### DATA FOR THIS TASK
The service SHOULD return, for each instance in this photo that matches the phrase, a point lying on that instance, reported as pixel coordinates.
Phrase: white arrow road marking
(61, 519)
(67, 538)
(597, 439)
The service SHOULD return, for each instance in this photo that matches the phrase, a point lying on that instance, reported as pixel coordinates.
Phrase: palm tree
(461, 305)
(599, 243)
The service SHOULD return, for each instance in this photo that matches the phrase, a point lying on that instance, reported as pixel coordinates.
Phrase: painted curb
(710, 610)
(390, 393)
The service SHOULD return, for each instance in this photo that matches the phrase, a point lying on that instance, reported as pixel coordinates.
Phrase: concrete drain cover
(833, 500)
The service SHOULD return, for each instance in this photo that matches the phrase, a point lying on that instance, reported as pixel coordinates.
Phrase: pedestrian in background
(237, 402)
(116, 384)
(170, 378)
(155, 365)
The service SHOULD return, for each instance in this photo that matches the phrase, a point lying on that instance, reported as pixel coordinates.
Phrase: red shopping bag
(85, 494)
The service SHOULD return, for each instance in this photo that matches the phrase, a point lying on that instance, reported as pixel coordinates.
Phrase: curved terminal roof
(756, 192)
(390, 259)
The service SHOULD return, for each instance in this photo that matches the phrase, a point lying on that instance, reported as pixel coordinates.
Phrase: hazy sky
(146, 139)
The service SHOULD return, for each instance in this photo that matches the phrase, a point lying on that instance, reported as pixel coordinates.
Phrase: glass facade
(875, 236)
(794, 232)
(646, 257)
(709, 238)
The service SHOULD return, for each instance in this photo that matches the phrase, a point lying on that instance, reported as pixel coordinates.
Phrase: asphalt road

### EXERCISE GOAL
The response has to contain every record shown above, unaltered and complete.

### TASK ANSWER
The service SHOULD return, for each instance in this photo that matches the phrase, a point lying on that instance, reported as pixel coordinates.
Phrase: white arrow road marking
(61, 519)
(67, 538)
(597, 439)
The service SHOULD return, for each instance in this photo that matches the phrase, a point lying on that instance, reported as pixel coordinates.
Phrase: palm tree
(461, 305)
(599, 243)
The service SHOULD return, for each instance in this photo that matches the phrase, a point lying on that instance, reported as pixel coordinates.
Phrase: painted curb
(710, 610)
(390, 393)
The service SHOULD return, for each instance in this photo that matches the phrase, a point lying on that instance, reported as pixel coordinates.
Phrase: concrete drain cover
(833, 500)
The service SHOULD return, for each instance in this photo that matches the phrase, a point lying on that instance, reported as pixel coordinates.
Phrase: pedestrian in background
(237, 402)
(116, 384)
(170, 378)
(155, 365)
The service SHOULD return, for each instance in this photo that matches the phrase, a point lying on that instance, reported as pixel coordinates.
Phrase: red shopping bag
(85, 494)
The service SHOULD return, for each instance in this photo that matches the phrase, a point lying on that instance, reported as pixel coordinates.
Phrase: curved terminal roof
(756, 192)
(390, 259)
The service SHOULD return, for each instance in this photo that matches the phrase, a point lying on that instance, reported as pixel coordinates.
Phrase: hazy sky
(146, 139)
The service SHOULD return, for each instance in this photo that matches the phrase, a point lying on that instance, reported as pixel coordinates.
Phrase: glass facade
(875, 236)
(794, 232)
(646, 257)
(709, 238)
The service SHOULD return, for each instance in this photo that matches the phrase, a point lying on that instance, reported as pixel coordinates.
Phrase: asphalt road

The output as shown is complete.